■ **Page text**
BEGIN
Verbal harassment alone rarely rises to the level of a crime, Knarr said. A hate crime in Idaho is “malicious harassment,” defined as physically threatening or causing physical harm to someone because of their perceived “race, color, religion, ancestry or national origin.”
“There’s a line there of what you can say, and it goes pretty far,” Knarr said. “Is it hateful behavior? Absolutely.”
‘I was just scared’: Muslims fear standing out after 9/11
Phillip Thompson, executive director of the Idaho Black History Museum, converted to Islam when he was 19. He said he was drawn by the racially inclusive nature of the religion and the “profound, simple” ways it advised to abstain from carnal temptations. Raised Baptist, he said it fit nicely with the values he already had.
An Arabic tattoo on his arm, “in the protection of Allah,” or God, always prompted an intellectual conversation with someone before 9/11, he said. But that changed right after the attacks.
“It was mind-blowing how much that shifted,” Thompson told the Statesman. “It was no longer an easy conversation.”
The attacks made Thompson more studious of Islam, he said, as he was often asked more questions about the religion.
Muslim women, in particular, were afraid to stand out after 9/11, several said in interviews. One Boise woman recalled a painful memory from the Midwest shortly after the attacks. She was sitting in a taxi with the window down, wearing a hijab, when someone threw a cigarette butt at her, she said. The butt landed on her jeans and burned her skin, and she said the incident shook her enough that she decided to stop wearing a hijab.
Aisha Kayed, who’s Palestinian and Brazilian and was raised in Boise, said she kept her religion hidden. She was only 5 years old at the time, but she recalled that for several months after 9/11, her family hid in their home, afraid to go out. She continued to go to school, and they would still go to the mosque on Fridays. But they cut their visits to the YMCA and other optional outings.
During her school years, Kayed said she avoided disclosing her family background or religion.
“I was just scared,” Kayed said. “I didn’t want people to think that I was a terrorist.”
It wasn’t until college that she began to embrace her identity, she said. But in the year she spent at Idaho State University in 2015, she and her friends faced verbal harassment severe enough to prompt her to transfer to Boise State. Kayed said she and about 20 close female friends left Pocatello, some for larger cities.
Kayed said she felt “dehumanized” by the way Muslims and Arab Americans were portrayed after 9/11. She said the ability to embrace her Muslim background was important — because “it’s a part of you.”
END
Stored records
BEGIN
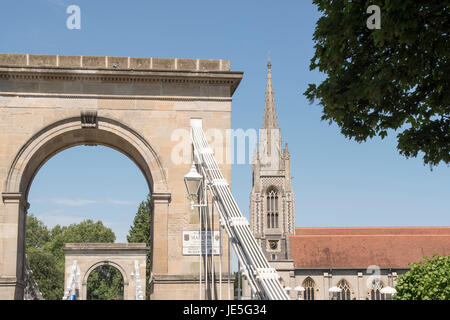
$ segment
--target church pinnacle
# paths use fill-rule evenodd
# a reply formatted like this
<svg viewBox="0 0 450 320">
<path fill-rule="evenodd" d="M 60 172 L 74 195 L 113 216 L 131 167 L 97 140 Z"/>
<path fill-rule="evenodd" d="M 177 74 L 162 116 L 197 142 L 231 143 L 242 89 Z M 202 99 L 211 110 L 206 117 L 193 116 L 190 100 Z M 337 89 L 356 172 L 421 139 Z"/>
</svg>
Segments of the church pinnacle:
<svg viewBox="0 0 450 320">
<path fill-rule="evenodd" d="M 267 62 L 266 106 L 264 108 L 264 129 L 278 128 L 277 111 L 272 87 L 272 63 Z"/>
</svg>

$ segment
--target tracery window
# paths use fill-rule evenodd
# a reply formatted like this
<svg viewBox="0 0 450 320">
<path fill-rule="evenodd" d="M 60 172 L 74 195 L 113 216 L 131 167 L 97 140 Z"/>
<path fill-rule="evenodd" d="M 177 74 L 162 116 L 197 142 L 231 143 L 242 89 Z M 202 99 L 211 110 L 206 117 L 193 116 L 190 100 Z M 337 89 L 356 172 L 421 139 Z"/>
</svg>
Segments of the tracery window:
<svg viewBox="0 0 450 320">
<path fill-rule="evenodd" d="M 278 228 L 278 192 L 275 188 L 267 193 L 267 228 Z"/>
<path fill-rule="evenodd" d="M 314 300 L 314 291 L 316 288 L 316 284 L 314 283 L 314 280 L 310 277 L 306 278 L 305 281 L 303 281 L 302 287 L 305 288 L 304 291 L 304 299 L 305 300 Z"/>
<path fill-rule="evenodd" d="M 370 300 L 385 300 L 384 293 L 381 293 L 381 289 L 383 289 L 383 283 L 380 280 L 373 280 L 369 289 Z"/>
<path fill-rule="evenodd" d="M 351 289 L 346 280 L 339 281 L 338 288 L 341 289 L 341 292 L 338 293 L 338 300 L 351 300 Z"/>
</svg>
END
BEGIN
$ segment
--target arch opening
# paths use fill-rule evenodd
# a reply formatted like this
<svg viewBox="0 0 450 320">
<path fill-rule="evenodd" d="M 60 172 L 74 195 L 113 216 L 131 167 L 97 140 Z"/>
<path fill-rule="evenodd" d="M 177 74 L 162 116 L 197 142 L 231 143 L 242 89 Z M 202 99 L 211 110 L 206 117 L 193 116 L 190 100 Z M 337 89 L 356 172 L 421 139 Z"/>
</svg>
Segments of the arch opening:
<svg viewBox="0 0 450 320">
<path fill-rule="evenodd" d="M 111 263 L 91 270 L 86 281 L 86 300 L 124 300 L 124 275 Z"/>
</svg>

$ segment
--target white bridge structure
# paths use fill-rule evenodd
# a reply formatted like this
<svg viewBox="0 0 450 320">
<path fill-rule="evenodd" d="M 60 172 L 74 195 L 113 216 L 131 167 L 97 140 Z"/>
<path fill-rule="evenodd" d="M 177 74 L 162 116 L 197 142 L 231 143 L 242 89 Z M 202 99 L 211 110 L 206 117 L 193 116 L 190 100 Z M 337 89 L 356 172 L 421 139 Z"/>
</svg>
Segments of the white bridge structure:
END
■ **Work to be completed**
Duplicate the passage from the article on Muslims in Idaho after 9/11, covering the stretch from "An Arabic tattoo" through "wearing a hijab.".

■ **Answer below**
An Arabic tattoo on his arm, “in the protection of Allah,” or God, always prompted an intellectual conversation with someone before 9/11, he said. But that changed right after the attacks.
“It was mind-blowing how much that shifted,” Thompson told the Statesman. “It was no longer an easy conversation.”
The attacks made Thompson more studious of Islam, he said, as he was often asked more questions about the religion.
Muslim women, in particular, were afraid to stand out after 9/11, several said in interviews. One Boise woman recalled a painful memory from the Midwest shortly after the attacks. She was sitting in a taxi with the window down, wearing a hijab, when someone threw a cigarette butt at her, she said. The butt landed on her jeans and burned her skin, and she said the incident shook her enough that she decided to stop wearing a hijab.